EIN DEUTSCHES REQUIEM

LEAR



Szene aus LEAR von Aribert Reimann, der an der Komischen Oper Berlin zum zweiten Mal jetzt läuft - Foto (C) Wolfgang Silveri


Einmal jährlich - sonntags vor Advent - ist eine ganz bestimmte Leuteschar mit Grabvasen und Gießkannen beschäftigt. Sie befleißigt sich des äußerlichen als wie innerlichen Angedenkens der vor Kurzem oder vor noch länger schon Dahingeblichenen. Die Toten lassen sich natürlich durch das aufgesetzt Symbolische in keinster Weise animieren; tot ist tot, und Friede ihrer Asche; letzten Endes ist es scheißegal, wann-wo-warum ihrer so voradventlich totensonntaghaft gedacht wird oder nicht. Die schöne Geste diente allenthalben der zur Inneneinkehr aufgelegten Seelen der lebendig Lebenden, ganz unabhängig davon, ob die jeweiligen Seelenträger "schuldig" oder "unschuldig" am Tod ihrer verblichnen Anverwandten oder Freunde (oder Feinde) waren oder sind. Der TOTENSONNTAG ist ein festtagsfreies Heuchelfest. Und auf dem Friedhof duftets immer schön nach Erde und verwelkten Blumen.

[Mein Freund J. rief an und sagte mir, er hätte Herzrasen gehabt, es wurde ihm auch schwarz vor Augen, und er setzte mit dem Spielen aus, und seine Pultkollegin fühlte ihm den Puls; dann aß er in der Pause ein Stück Kuchen und trank Kaffee, und es ging ihm scheinbar wieder besser; alles Das während der Endproben zu Mendelssohns ELIAS; in der Kirche soll es auch eiskalt gewesen sein, und draußen sind zur Zeit so an die 17 Grad, Ende November also... J. hatte dann noch gesagt, "ich musste plötzlich weinen, und ich dachte auch, es ist vielleicht das letzte Mal, dass ich jetzt spiele"; "nein!" befahl ich ihm; J. hat seit Wochen Stress, er arbeitet zu viel, doch nicht nur das; ich sagte ihm noch plattitüd, "nimm dich zurück und konzentriere dich aufs Wesentliche"; und er wolle jetzt verstärkt auf seine Atemtechnik achten... Todesangst.]

Wem graut es nicht vorm Tod?

______________________________

* [Schriftliche Aufgabe A]:
Schreib den Abschnitt der Einträge neu, der mit der Zeile beginnt, die „Could you please point out the street lamp“ enthält, und mit der Zeile endet, die „(1072, 831)“ enthält, und setze dabei „streetlight“ an die Stelle von „street lamp“, ohne sonst etwas zu ändern.
Der Auszug zum Lesen und die Einträge sind voneinander unabhängiges Material.

______________________________

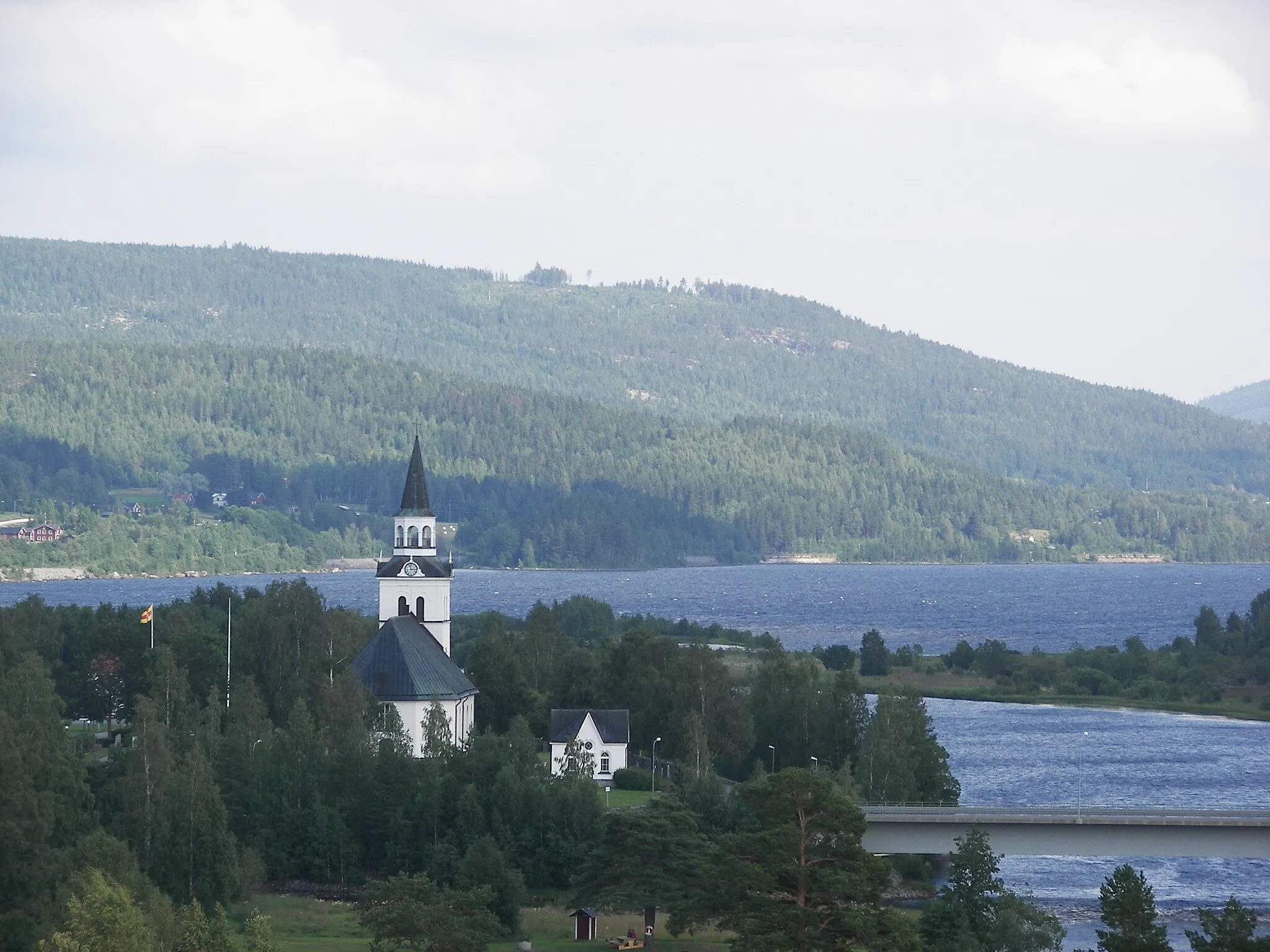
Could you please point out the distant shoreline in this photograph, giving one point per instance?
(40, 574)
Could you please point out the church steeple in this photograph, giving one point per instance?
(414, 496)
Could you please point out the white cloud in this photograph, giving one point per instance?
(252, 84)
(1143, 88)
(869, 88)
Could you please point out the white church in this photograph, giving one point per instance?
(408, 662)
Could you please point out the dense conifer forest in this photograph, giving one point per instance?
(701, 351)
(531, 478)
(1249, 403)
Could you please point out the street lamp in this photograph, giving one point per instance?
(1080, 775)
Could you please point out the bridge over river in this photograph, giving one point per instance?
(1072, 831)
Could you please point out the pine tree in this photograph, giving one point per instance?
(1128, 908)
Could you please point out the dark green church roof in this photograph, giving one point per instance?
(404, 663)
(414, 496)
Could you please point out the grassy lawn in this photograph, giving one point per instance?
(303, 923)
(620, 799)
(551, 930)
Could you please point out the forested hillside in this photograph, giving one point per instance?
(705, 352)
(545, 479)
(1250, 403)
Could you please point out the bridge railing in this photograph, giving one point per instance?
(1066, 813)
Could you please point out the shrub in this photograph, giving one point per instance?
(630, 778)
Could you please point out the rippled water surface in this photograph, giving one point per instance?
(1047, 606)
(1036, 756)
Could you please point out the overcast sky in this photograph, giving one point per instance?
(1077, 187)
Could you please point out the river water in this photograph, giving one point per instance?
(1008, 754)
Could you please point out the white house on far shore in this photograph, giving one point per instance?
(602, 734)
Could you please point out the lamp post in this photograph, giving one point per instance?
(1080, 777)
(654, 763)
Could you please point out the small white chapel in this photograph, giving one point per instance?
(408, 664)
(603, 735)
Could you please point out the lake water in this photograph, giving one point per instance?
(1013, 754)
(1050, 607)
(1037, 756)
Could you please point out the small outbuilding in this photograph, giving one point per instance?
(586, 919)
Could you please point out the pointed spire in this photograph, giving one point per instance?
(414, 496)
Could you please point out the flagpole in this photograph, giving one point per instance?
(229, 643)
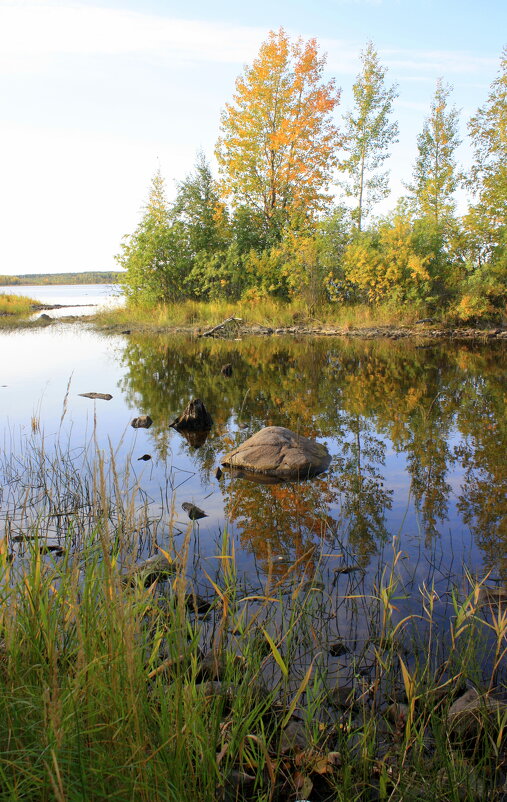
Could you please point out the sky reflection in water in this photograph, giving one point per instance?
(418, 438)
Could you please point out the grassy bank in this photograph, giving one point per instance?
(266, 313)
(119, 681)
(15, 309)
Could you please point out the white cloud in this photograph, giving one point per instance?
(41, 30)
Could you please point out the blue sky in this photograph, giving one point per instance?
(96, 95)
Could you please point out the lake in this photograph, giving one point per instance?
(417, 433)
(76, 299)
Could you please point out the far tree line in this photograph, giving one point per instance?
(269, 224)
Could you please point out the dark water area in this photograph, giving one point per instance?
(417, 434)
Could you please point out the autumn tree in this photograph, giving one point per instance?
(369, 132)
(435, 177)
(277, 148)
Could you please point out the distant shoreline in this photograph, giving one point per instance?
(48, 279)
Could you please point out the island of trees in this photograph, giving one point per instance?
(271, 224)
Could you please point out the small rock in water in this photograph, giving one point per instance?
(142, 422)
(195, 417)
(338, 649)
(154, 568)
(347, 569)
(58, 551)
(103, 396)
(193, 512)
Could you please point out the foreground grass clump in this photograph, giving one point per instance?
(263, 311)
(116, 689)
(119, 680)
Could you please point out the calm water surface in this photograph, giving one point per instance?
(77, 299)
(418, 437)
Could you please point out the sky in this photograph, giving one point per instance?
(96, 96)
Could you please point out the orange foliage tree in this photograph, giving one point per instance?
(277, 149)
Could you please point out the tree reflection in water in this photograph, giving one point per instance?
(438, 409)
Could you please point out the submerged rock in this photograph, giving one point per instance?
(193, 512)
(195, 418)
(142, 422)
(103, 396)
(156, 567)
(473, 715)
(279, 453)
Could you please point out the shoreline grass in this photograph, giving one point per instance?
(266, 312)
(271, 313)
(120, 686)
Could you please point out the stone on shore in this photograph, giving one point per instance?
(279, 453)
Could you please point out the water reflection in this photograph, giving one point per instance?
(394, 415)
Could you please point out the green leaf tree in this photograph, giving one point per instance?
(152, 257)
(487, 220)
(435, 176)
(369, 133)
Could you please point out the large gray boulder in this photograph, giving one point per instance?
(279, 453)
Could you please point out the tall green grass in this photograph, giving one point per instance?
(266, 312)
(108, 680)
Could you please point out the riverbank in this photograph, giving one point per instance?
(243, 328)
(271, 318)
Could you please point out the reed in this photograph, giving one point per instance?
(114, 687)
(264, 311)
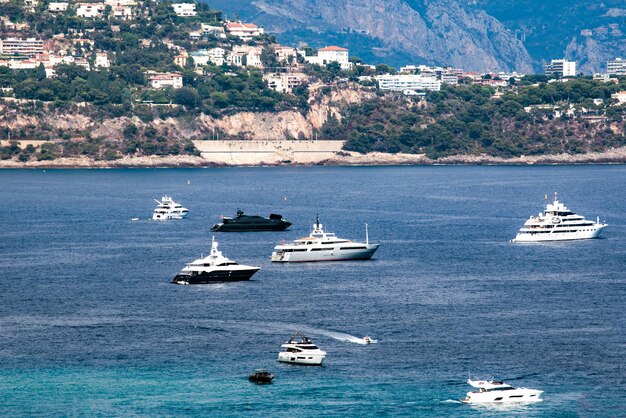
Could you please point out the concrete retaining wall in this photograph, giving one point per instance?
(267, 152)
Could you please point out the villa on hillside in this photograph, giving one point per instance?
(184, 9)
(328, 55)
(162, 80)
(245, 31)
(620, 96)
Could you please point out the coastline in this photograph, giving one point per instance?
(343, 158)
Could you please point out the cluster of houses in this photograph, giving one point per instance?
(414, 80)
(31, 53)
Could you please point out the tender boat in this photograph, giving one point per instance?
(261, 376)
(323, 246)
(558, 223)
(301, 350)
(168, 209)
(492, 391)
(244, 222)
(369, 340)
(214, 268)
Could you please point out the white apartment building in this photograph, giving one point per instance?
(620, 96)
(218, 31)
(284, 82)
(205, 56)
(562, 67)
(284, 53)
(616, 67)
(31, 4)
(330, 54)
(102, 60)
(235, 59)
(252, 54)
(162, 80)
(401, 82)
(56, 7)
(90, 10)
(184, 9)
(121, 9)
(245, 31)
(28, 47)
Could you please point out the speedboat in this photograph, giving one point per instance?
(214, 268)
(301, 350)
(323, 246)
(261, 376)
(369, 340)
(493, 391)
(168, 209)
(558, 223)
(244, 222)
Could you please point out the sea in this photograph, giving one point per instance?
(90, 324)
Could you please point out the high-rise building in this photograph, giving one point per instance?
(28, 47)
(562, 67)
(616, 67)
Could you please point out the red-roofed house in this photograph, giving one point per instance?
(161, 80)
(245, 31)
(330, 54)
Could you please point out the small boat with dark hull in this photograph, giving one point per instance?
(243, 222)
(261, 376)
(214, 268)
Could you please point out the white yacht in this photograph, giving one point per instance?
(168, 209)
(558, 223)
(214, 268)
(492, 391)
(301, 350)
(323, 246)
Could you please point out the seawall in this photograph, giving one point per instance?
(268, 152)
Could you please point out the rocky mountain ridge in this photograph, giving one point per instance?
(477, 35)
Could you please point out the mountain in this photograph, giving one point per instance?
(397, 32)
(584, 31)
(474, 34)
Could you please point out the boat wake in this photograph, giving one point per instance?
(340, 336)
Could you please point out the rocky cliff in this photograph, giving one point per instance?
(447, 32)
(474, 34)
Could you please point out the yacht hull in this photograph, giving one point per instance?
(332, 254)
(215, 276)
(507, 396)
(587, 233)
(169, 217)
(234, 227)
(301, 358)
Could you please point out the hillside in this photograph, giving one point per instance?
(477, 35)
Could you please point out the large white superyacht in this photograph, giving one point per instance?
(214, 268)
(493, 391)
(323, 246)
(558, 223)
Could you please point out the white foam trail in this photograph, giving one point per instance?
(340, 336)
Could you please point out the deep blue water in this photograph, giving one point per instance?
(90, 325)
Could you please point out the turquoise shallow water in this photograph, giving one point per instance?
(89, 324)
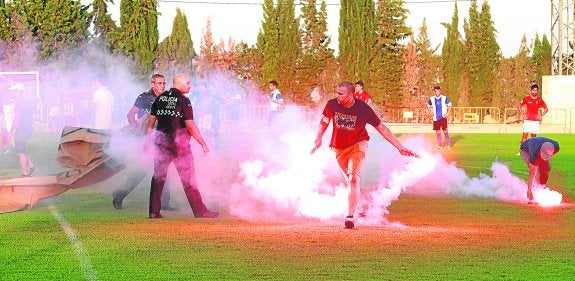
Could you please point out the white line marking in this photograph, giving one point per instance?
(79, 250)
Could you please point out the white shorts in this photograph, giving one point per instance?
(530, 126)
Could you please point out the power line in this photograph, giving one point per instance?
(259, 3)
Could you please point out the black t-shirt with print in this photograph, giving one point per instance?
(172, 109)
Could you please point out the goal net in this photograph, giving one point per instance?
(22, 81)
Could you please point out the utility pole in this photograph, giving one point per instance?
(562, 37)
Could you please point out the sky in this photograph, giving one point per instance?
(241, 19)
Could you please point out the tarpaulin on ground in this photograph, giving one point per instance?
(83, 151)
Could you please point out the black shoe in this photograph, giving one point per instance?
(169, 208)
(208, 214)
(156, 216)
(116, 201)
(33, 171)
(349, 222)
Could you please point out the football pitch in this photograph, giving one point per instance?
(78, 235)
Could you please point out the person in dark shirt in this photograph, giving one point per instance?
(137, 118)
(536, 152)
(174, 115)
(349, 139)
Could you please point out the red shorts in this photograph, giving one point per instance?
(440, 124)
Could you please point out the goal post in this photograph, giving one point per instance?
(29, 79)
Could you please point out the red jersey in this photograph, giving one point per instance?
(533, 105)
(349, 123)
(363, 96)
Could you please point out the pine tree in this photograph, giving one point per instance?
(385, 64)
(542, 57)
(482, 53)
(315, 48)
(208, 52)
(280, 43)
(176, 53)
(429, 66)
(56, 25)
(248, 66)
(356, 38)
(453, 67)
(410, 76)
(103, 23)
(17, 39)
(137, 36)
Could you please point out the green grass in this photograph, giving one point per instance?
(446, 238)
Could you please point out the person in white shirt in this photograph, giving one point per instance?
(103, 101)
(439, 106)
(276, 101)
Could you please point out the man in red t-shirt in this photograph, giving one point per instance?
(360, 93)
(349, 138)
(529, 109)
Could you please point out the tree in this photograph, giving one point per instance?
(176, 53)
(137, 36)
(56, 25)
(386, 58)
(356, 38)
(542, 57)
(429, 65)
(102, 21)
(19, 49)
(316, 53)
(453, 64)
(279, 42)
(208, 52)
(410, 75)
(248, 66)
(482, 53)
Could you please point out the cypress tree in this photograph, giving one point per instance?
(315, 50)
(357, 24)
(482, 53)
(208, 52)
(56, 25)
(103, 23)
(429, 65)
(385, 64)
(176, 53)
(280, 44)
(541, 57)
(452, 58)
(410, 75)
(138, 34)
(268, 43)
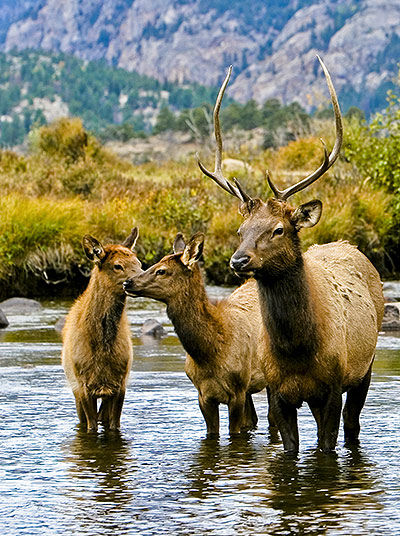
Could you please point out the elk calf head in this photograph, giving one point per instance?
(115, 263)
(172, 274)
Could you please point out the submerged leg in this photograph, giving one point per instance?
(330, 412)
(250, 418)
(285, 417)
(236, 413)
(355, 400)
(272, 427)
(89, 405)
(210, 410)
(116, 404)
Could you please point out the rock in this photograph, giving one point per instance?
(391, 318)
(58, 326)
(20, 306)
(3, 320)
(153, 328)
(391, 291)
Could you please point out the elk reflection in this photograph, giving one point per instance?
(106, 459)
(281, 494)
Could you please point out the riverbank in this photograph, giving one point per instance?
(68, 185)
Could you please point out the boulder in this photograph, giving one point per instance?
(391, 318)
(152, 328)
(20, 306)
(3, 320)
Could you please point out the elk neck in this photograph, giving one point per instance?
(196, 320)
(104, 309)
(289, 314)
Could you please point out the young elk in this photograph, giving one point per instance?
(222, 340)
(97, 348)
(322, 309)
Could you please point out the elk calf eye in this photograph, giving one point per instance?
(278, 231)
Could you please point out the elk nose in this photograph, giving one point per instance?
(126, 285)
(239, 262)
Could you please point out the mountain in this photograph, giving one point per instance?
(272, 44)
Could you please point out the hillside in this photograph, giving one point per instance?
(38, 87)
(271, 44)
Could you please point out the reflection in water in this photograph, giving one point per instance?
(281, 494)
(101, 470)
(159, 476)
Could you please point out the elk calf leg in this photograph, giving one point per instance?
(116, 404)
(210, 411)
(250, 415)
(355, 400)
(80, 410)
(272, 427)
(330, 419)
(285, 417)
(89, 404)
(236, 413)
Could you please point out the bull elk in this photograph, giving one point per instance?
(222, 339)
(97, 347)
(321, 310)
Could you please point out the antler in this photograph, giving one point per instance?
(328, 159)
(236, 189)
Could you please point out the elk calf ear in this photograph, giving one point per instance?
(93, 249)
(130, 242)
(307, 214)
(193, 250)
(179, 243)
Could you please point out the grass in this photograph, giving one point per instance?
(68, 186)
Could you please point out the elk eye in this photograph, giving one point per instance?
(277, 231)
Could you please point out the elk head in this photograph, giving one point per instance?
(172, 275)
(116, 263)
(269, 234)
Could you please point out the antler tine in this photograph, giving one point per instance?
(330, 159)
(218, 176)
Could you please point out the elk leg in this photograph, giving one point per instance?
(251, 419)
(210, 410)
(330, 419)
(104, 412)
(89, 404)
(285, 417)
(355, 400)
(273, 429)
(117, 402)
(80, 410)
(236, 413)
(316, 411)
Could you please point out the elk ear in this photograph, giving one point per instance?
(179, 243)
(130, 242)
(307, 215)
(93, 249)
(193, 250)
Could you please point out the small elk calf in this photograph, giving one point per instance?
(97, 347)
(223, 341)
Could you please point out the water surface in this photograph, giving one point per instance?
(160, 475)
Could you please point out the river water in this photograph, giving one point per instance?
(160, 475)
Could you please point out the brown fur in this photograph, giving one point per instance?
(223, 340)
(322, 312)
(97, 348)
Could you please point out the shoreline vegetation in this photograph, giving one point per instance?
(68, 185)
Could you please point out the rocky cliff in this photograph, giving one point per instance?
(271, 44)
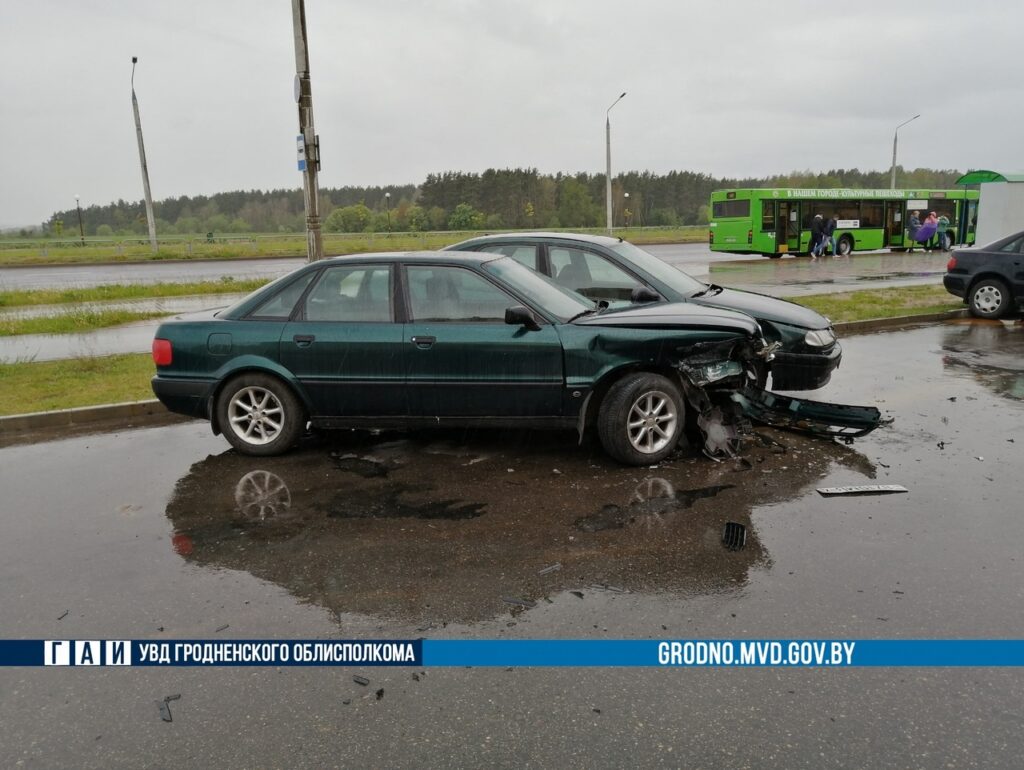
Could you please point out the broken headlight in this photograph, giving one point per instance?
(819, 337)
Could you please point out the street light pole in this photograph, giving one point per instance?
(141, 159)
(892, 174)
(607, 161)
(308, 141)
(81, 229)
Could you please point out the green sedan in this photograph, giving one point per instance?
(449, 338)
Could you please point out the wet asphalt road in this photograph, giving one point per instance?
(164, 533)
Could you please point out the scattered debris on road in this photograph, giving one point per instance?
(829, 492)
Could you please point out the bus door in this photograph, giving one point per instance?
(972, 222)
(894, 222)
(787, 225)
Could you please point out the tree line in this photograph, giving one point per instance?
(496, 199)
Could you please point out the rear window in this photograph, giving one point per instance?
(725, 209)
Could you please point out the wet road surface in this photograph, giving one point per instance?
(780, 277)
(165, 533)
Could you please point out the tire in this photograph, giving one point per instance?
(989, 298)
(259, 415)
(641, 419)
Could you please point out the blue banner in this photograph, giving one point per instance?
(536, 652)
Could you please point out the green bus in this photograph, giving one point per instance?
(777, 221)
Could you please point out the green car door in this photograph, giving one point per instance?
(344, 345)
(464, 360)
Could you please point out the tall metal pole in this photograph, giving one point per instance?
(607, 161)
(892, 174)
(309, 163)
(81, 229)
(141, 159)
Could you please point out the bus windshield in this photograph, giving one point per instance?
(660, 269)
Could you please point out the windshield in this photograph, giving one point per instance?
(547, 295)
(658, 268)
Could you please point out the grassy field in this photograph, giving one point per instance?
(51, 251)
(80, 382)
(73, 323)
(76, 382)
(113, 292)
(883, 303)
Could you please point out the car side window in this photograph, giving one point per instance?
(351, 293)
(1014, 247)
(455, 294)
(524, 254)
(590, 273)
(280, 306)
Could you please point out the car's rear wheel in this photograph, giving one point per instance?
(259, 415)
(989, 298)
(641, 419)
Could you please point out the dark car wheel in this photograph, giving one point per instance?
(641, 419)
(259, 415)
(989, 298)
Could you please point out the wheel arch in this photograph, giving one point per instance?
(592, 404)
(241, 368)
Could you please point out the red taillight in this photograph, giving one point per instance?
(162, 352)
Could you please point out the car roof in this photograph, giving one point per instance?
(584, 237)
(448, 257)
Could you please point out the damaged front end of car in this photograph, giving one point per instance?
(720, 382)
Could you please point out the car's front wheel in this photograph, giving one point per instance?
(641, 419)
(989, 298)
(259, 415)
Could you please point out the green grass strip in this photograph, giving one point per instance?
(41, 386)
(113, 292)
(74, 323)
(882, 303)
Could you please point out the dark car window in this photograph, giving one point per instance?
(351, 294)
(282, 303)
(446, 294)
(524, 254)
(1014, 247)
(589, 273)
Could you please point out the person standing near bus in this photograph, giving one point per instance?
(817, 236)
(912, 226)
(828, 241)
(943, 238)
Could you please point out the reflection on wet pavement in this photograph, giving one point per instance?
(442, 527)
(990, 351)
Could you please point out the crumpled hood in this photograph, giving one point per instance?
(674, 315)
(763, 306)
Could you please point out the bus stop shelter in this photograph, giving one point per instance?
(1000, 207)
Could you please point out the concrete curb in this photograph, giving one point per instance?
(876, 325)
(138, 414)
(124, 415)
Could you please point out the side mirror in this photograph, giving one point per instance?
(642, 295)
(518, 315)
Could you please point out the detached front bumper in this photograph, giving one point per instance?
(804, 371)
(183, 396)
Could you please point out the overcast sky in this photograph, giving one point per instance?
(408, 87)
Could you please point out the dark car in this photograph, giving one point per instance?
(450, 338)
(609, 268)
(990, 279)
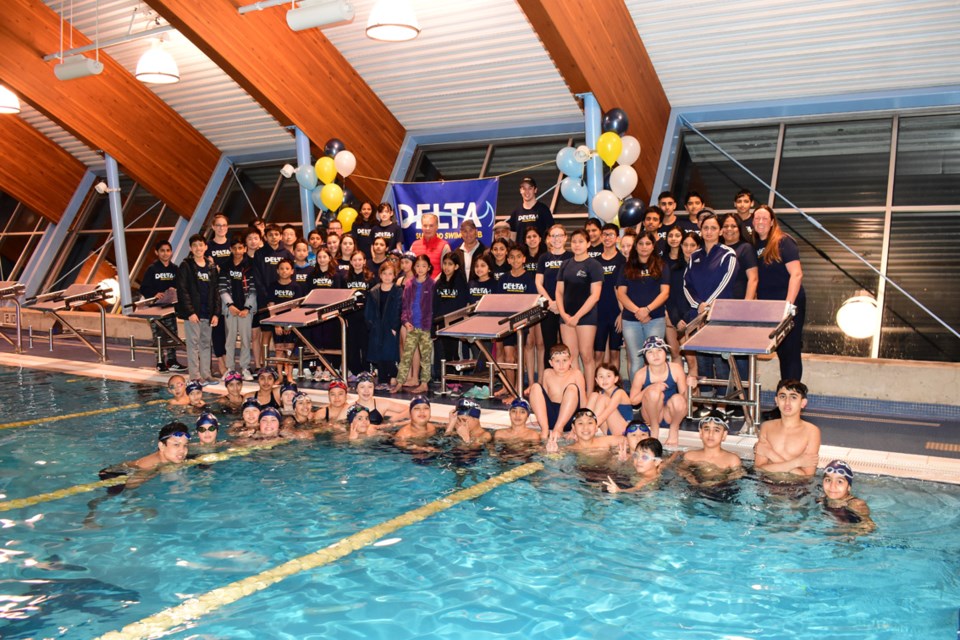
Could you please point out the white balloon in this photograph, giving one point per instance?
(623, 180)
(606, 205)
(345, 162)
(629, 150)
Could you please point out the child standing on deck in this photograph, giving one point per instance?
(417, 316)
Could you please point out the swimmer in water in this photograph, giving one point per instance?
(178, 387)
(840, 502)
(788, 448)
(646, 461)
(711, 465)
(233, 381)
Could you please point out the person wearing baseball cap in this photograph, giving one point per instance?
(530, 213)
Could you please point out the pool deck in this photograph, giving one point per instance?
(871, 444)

______________________________

* [Schriftliche Aufgabe B]:
Wann ist laut dem Auszug zum Lesen eine ganz bestimmte Leuteschar mit Grabvasen und Gießkannen beschäftigt?

* [Endergebnis A]:
Could you please point out the streetlight in this photograph, giving one point per instance?
(1080, 775)
Could you please point out the bridge over river in this photograph, giving one point per instance?
(1072, 831)

* [Endergebnis B]:
Einmal jährlich, sonntags vor Advent.